[SUPPLIED DATA]

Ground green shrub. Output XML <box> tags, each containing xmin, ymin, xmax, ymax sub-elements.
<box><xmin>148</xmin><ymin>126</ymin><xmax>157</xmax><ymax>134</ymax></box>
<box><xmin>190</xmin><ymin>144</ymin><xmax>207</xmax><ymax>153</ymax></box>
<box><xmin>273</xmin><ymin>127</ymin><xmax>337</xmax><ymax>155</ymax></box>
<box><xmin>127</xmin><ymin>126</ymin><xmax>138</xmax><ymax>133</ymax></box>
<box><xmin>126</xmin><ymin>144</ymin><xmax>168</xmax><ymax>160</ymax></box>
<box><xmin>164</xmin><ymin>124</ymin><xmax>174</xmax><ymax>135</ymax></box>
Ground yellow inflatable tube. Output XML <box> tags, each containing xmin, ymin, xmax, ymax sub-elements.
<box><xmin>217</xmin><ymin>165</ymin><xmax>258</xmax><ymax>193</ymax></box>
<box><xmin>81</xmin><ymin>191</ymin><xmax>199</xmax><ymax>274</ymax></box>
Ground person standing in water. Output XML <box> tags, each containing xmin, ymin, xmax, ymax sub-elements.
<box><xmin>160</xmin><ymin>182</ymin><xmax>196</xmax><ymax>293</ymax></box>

[/SUPPLIED DATA]

■ **TO DO**
Word for word, copy every entry.

■ **REPLY TO THE TASK**
Ground green shrub. Output XML <box> tags, each containing xmin, ymin, xmax, ymax sub-elements.
<box><xmin>148</xmin><ymin>126</ymin><xmax>157</xmax><ymax>134</ymax></box>
<box><xmin>190</xmin><ymin>144</ymin><xmax>207</xmax><ymax>153</ymax></box>
<box><xmin>273</xmin><ymin>127</ymin><xmax>337</xmax><ymax>155</ymax></box>
<box><xmin>127</xmin><ymin>126</ymin><xmax>138</xmax><ymax>133</ymax></box>
<box><xmin>126</xmin><ymin>144</ymin><xmax>168</xmax><ymax>160</ymax></box>
<box><xmin>164</xmin><ymin>124</ymin><xmax>174</xmax><ymax>135</ymax></box>
Ground yellow inflatable tube. Output XML <box> tags, each containing xmin, ymin, xmax, ymax sub-elements.
<box><xmin>217</xmin><ymin>165</ymin><xmax>258</xmax><ymax>193</ymax></box>
<box><xmin>81</xmin><ymin>191</ymin><xmax>199</xmax><ymax>274</ymax></box>
Ground person standing in water. Output XML <box> tags, each containing xmin, ymin, xmax, ymax sub-elements.
<box><xmin>160</xmin><ymin>182</ymin><xmax>196</xmax><ymax>293</ymax></box>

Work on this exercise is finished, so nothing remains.